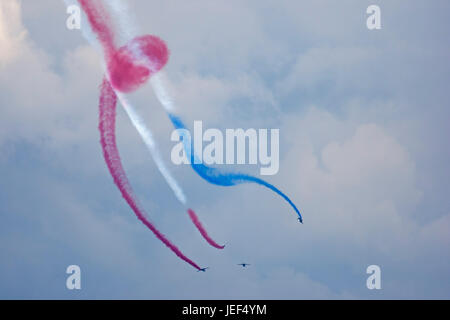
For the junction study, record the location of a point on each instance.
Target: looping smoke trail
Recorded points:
(127, 68)
(202, 230)
(216, 176)
(107, 118)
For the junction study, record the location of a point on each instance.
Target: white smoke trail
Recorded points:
(134, 116)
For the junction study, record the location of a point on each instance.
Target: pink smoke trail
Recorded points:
(107, 122)
(202, 230)
(126, 72)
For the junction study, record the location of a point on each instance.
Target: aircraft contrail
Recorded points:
(126, 69)
(107, 120)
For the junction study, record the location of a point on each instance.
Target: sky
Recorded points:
(363, 119)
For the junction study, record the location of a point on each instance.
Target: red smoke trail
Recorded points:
(202, 230)
(126, 73)
(107, 122)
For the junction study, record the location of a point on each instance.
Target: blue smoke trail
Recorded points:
(216, 176)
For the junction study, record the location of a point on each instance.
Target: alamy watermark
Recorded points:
(237, 146)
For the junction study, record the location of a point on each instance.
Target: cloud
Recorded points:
(362, 126)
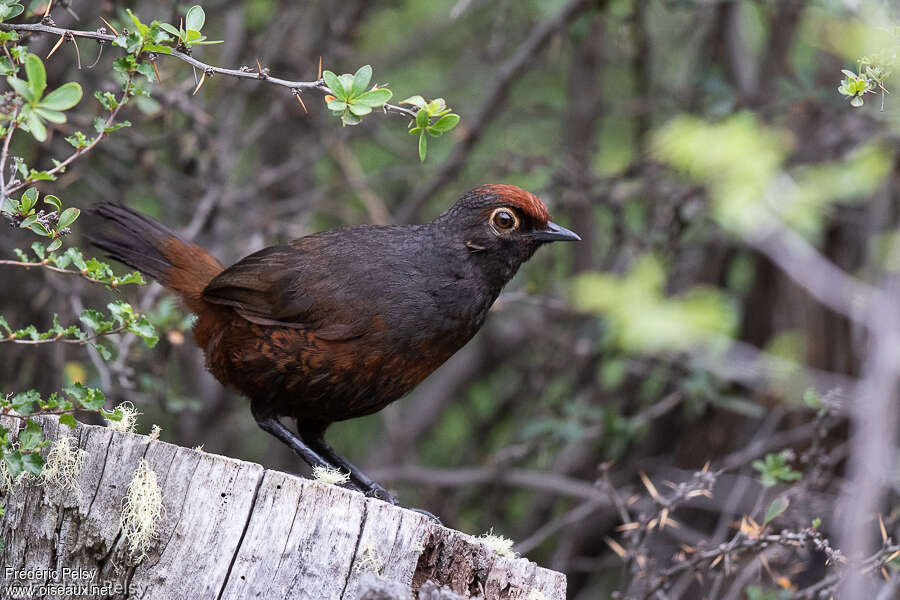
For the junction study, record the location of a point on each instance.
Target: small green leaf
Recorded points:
(361, 80)
(374, 98)
(422, 118)
(446, 123)
(68, 217)
(54, 116)
(53, 201)
(21, 88)
(360, 109)
(37, 75)
(778, 506)
(31, 436)
(334, 84)
(170, 29)
(28, 200)
(36, 126)
(195, 18)
(417, 101)
(64, 97)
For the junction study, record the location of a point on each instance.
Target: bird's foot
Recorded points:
(377, 491)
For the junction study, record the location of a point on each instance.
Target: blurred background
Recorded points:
(729, 198)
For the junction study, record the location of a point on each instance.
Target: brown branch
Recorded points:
(296, 87)
(490, 106)
(59, 338)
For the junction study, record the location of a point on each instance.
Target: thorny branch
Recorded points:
(296, 87)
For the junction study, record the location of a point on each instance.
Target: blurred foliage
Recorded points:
(665, 133)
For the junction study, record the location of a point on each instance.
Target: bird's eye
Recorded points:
(504, 220)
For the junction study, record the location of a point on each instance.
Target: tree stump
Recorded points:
(233, 530)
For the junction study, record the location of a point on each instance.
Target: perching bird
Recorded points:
(341, 323)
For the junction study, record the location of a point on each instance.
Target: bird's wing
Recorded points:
(296, 285)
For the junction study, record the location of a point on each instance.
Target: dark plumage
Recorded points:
(338, 324)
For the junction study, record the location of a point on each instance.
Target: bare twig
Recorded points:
(491, 105)
(206, 69)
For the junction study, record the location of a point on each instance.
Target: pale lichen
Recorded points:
(142, 510)
(64, 463)
(497, 543)
(330, 475)
(128, 418)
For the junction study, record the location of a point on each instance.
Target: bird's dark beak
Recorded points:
(555, 233)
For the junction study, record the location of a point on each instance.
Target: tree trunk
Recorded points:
(232, 529)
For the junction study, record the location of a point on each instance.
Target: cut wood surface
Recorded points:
(234, 530)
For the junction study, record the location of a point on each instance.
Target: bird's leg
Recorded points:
(314, 437)
(269, 423)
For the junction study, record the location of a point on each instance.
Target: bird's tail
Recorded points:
(153, 249)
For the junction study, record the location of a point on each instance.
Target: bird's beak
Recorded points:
(555, 233)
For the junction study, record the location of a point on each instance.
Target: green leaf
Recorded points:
(422, 118)
(37, 75)
(195, 18)
(31, 436)
(417, 101)
(68, 217)
(21, 88)
(89, 398)
(64, 97)
(374, 98)
(446, 123)
(36, 126)
(360, 109)
(33, 463)
(348, 118)
(778, 506)
(53, 201)
(361, 80)
(334, 84)
(38, 228)
(28, 200)
(54, 116)
(170, 29)
(145, 330)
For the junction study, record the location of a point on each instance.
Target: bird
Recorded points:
(339, 324)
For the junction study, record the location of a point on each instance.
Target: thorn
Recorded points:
(300, 100)
(202, 79)
(650, 487)
(111, 28)
(56, 45)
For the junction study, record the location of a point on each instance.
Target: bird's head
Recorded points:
(503, 225)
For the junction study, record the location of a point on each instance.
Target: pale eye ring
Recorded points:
(504, 219)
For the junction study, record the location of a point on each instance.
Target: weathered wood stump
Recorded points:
(234, 530)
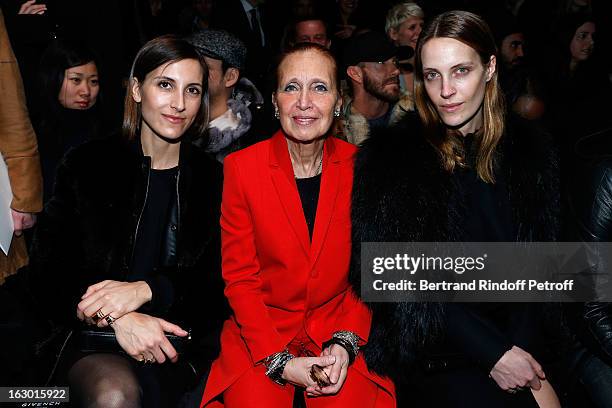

——————

→ **WHAT THE TASK ASKS**: Gather every line in the entries above that contains the string "smoke", copying each line in full. Case counts when matching.

→ **EXERCISE RESPONSE**:
Target: looping smoke trail
Target: white smoke trail
Target: pink smoke trail
Target: red smoke trail
Target: blue smoke trail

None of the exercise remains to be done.